**Objective**
In the listing below, write out as a numbered list every line from the one containing "Could you please locate the wristwatch" through the final line of the listing, both included, and leave out any blank lines.

A block of data
-- begin --

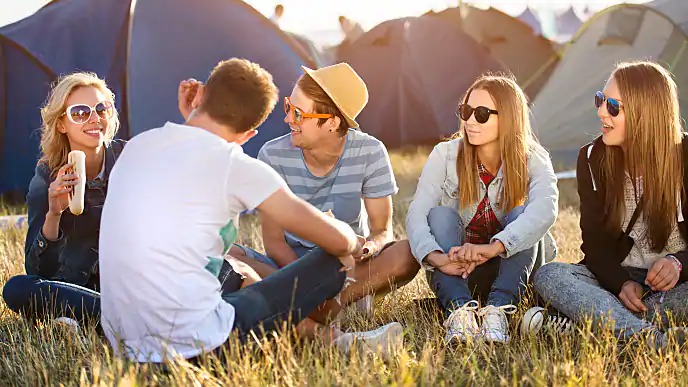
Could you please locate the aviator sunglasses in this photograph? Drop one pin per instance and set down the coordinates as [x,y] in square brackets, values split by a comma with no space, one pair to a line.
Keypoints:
[81,113]
[482,113]
[613,106]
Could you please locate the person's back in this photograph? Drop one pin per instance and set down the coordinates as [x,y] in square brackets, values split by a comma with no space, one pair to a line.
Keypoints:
[171,217]
[179,192]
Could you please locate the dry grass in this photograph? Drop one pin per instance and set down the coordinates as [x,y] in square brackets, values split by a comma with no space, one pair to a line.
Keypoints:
[40,354]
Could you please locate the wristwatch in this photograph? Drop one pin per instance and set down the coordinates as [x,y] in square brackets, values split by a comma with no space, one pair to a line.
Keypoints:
[678,263]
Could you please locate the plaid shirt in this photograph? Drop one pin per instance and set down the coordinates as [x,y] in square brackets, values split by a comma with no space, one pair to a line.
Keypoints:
[484,224]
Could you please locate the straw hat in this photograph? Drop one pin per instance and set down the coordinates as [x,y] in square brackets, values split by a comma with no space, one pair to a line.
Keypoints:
[347,90]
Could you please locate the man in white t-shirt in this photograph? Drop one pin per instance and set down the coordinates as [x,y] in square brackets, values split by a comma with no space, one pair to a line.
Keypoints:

-- end --

**Solution for this problem**
1. Could you please locate the wristwatch in this photograph? Drop one pin per instance and set down the coordinates as [x,y] in square brackets, values split by a comma with no space, one pair to a line.
2. Keypoints:
3. [678,263]
4. Could you please locate the plaid shirt in this photograph? Drop one pin per instance and set down the coordinates as [x,y] in square brackets, values split by a comma with no space, one pair to a line.
5. Keypoints:
6. [484,224]
7. Could you please locate the straw hat in this photograph? Drop one pin per instance and set down the coordinates as [x,y] in square brackets, values split by a comma with no space, one pair to a line.
8. Keypoints:
9. [347,90]
10. Could you please locate the man in white t-shirt in this photograph? Drop one pin per instance and set down the coordinates as [x,y] in square brackets, values split by a comma with no space, one pair to a line.
11. Keypoints:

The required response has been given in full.